Saved dataset items

/---

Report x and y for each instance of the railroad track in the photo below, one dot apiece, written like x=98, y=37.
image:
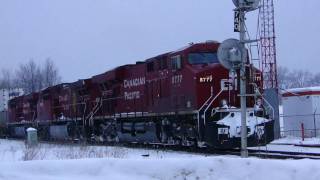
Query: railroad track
x=263, y=154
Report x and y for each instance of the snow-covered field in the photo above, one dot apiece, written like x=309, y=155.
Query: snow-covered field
x=75, y=162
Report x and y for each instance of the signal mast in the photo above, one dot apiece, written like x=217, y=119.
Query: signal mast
x=233, y=55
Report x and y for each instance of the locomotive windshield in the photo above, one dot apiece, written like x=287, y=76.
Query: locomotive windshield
x=203, y=58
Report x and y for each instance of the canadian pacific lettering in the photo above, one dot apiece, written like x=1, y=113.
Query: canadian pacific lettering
x=134, y=82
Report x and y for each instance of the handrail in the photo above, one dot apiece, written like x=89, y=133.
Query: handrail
x=203, y=107
x=205, y=111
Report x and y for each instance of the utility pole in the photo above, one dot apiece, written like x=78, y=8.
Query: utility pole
x=233, y=55
x=243, y=84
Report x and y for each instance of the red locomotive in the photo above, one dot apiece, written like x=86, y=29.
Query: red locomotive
x=182, y=97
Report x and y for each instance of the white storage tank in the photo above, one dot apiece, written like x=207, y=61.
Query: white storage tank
x=301, y=109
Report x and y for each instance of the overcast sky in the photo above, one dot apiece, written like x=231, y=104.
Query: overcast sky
x=87, y=37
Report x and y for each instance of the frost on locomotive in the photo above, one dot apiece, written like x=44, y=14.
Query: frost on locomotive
x=184, y=97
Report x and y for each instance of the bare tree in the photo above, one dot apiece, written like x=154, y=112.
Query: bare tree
x=316, y=80
x=300, y=78
x=32, y=77
x=50, y=74
x=28, y=77
x=283, y=77
x=6, y=79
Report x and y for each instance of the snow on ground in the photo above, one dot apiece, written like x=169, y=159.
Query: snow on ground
x=122, y=163
x=298, y=141
x=293, y=144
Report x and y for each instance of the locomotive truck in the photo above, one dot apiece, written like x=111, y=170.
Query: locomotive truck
x=184, y=97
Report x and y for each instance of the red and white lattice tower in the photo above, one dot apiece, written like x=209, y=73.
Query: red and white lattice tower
x=268, y=44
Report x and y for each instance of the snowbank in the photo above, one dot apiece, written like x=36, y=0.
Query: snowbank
x=52, y=162
x=217, y=168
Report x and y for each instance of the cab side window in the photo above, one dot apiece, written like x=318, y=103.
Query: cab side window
x=176, y=62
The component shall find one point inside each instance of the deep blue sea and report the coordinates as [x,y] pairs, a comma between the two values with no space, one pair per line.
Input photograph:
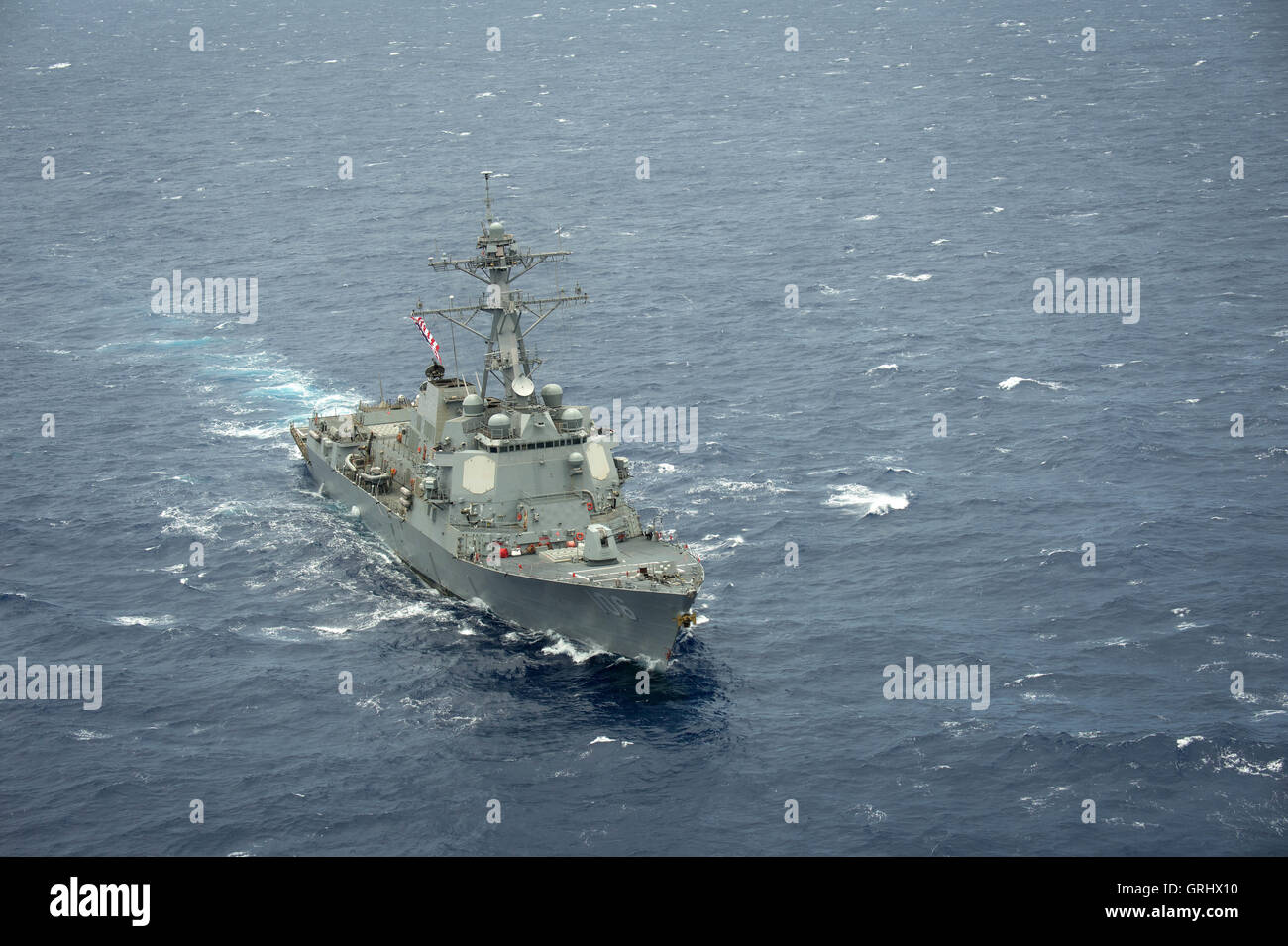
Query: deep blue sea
[767,167]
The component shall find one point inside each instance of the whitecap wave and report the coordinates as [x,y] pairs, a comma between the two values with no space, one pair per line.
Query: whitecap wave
[870,503]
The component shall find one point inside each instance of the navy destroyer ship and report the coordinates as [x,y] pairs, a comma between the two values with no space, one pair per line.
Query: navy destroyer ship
[501,493]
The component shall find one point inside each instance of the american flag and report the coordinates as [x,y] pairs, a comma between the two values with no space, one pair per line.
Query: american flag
[429,338]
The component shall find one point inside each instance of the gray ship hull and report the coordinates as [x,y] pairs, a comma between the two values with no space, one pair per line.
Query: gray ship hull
[592,617]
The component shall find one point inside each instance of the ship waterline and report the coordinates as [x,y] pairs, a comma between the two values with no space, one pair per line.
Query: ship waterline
[510,498]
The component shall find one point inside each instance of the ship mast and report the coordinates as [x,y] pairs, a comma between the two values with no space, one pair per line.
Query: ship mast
[498,264]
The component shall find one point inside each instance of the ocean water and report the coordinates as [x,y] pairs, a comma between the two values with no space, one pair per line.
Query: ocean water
[768,168]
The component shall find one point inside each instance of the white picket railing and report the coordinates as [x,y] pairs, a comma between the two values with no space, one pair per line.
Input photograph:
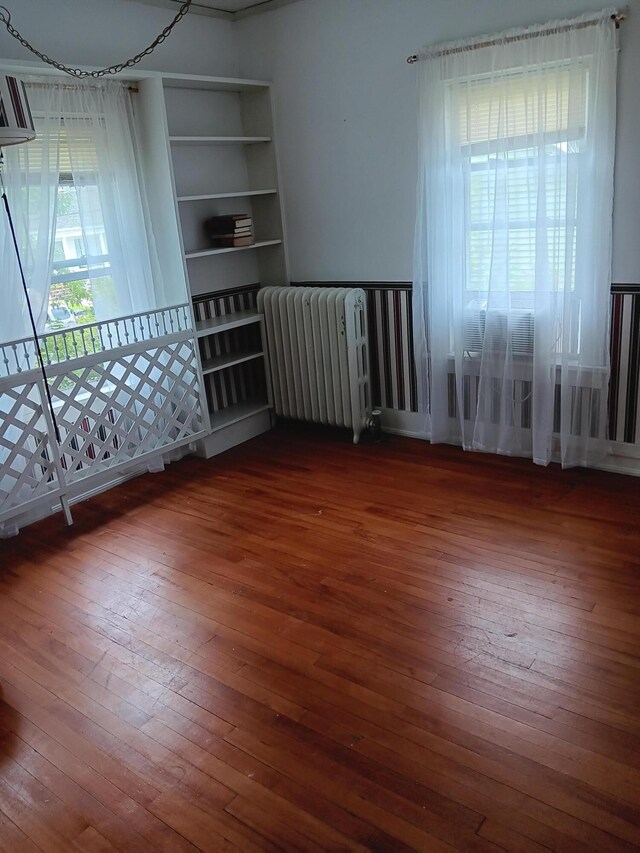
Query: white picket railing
[93,338]
[123,391]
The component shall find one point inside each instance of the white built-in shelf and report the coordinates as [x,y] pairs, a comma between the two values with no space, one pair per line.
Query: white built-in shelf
[218,140]
[240,194]
[238,412]
[203,253]
[220,84]
[228,321]
[220,362]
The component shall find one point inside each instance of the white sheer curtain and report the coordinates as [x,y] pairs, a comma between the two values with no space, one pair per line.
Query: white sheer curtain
[31,180]
[85,142]
[513,239]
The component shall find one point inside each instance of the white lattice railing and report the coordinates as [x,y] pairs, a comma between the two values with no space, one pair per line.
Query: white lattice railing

\---

Written problem —
Can you write out all of the material above line for line, with no changes, and leave the pictures out?

Exercise response —
Report x and y for each instance of the railroad track in the photo below, one dot apiece, written like x=98, y=37.
image:
Query: railroad track
x=263, y=154
Report x and y for each instance of the snow-covered field in the photo above, one dot apiece, written like x=309, y=155.
Query: snow-covered field
x=75, y=162
Report x and y for each instance of the signal mast in the photo above, one dot apiece, written like x=217, y=119.
Query: signal mast
x=233, y=55
Report x and y for each instance of the locomotive windshield in the photo above, one dot apiece, written like x=287, y=76.
Query: locomotive windshield
x=203, y=58
Report x and y for each instance of the canadian pacific lettering in the photo above, one dot apiece, written like x=1, y=113.
Query: canadian pacific lettering
x=134, y=82
Report x and y for each instance of the handrail in the photo above, one dot apiece, written like x=89, y=133.
Query: handrail
x=203, y=107
x=205, y=111
Report x and y for each instance of the utility pole in the photo above, one dot apiece, written like x=78, y=8.
Query: utility pole
x=233, y=55
x=243, y=84
Report x and y for each instance of the red locomotive in the photo above, one dot apiece, written like x=86, y=29.
Query: red locomotive
x=182, y=97
Report x and y for each instance of the white storage tank in the photo above, one dot apiece, written like x=207, y=61.
Query: white storage tank
x=301, y=109
Report x and y for each instance of the overcast sky in the photo above, one dot apiece, written like x=231, y=104.
Query: overcast sky
x=87, y=37
Report x and y for each instance of the frost on locomotive in the photo above, one dot apiece, written like x=44, y=14.
Query: frost on locomotive
x=184, y=97
Report x and y for each instance of the bare tree in the photo above, one dot apiece, written like x=154, y=112.
Query: bare tree
x=316, y=80
x=300, y=78
x=32, y=77
x=50, y=74
x=28, y=77
x=283, y=77
x=6, y=79
Report x and y for each instance of the snow on ground in the photo above, one dot apiece, written like x=169, y=159.
Query: snow on ground
x=122, y=163
x=298, y=141
x=293, y=144
Report x and y for each instance of the locomotive truck in the photo above, one dot apiece, written like x=111, y=170.
Query: locomotive truck
x=184, y=97
Report x and y for each instance of the red and white lattice tower in the photo above, one dot apiece, written like x=209, y=73.
Query: red and white lattice tower
x=268, y=44
Report x and y for each instance of the snowbank in the photo above, one dot apiece, written like x=36, y=0.
Query: snowbank
x=52, y=162
x=217, y=168
Report x and y for each instance of the cab side window in the photo above, one dot apiece, written like x=318, y=103.
Query: cab side window
x=176, y=62
The component shall find one point inside each instance of the deep blue sea and report the coordinates as [x,y] pairs, a comma between the two values with no space, one pair per line.
Input photograph:
Query: deep blue sea
[767,167]
The component shall find one point inside each instance of the whitecap wave and report the coordinates as [x,y] pairs, a comma between the two values with no space, one pair per line.
Query: whitecap wave
[870,503]
The component shall find one point inside each instance of the navy destroyer ship and report the coordinates as [x,y] pairs, a comma between the two values with no space, one pair per line.
Query: navy destroyer ship
[501,493]
The component shall find one point inside each instance of the american flag and report the coordinates as [x,y] pairs, a comma between the two values with no space, one pair per line.
Query: american flag
[429,338]
The component shall find one point inside each instance of the gray ship hull and report the coordinates as [x,y] pairs, a comma between the two values with no space, one pair per line.
Query: gray ship hull
[592,617]
The component shall find one point inside each instance of the ship waterline and report the coordinates as [x,y] pairs, a comma between the two values with no space, one pair per line.
Query: ship waterline
[510,498]
The component shall find one point inside each instance of the ship mast and report the coordinates as [x,y] pairs, a comma between the two values with no space, one pair per line.
Query: ship mast
[498,264]
The component shall find one point inside each instance of the ocean water and report the coordinates as [x,y] pairs, a comma between the two values with no space, one pair per line.
Query: ocean water
[768,168]
The component shall find one point inside each instance of the white picket railing and report the coordinates as [x,y] pairs, a comma between the two values with no space, one pair per line.
Input photograph:
Query: white picket railing
[93,338]
[123,391]
The component shall find one point inside each instance of the white built-in shelf and report the coordinates as [x,y] pairs, a comma between the two values with no space, one pair per line.
Query: white built-in shelf
[218,140]
[240,194]
[238,412]
[203,253]
[220,84]
[228,321]
[220,362]
The component shall find one point inside each instance of the white sheer curtain and report the coordinates as [x,y] pairs, a comma between the two values with no space, one pair per line.
Query: white sheer curtain
[31,180]
[85,142]
[513,239]
The component shall find one point inside each instance of the white lattice railing and report the coordinates as [x,y] pairs, a comma between the two values with no space, one pair per line.
Query: white lattice railing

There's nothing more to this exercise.